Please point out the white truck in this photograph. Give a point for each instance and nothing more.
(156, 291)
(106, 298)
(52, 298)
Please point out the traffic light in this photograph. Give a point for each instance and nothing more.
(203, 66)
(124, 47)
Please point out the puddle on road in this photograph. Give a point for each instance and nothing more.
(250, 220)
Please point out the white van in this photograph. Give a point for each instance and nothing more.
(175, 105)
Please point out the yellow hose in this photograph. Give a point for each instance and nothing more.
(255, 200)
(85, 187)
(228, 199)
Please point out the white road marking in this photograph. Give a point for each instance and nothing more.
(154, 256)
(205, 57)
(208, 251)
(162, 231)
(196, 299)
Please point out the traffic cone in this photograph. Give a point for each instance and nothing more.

******************************

▶ **Work task**: Once you have read the material, set it down again word for word.

▶ **Written answer**:
Please point out the white truck in this photograph. Give a point for each instance and nothing more.
(156, 291)
(106, 298)
(52, 298)
Please point out the traffic light in this photograph. Give a point for each instance and nothing more.
(203, 66)
(124, 47)
Please point out the puddle on road in this photograph. Give a point for each instance and nothing more.
(250, 220)
Please point out the white van in this photograph. Give a point for each instance and nothing more.
(175, 105)
Please point out the yellow hose in this photograph. Give a point for each instance and nothing more.
(255, 200)
(85, 187)
(228, 199)
Please point out the white road marking in this photograph. Give a point for each instance and nothing more.
(154, 256)
(205, 57)
(208, 251)
(162, 231)
(196, 299)
Please point out the traffic cone in this photograph. Give a point for each instance and nothing more.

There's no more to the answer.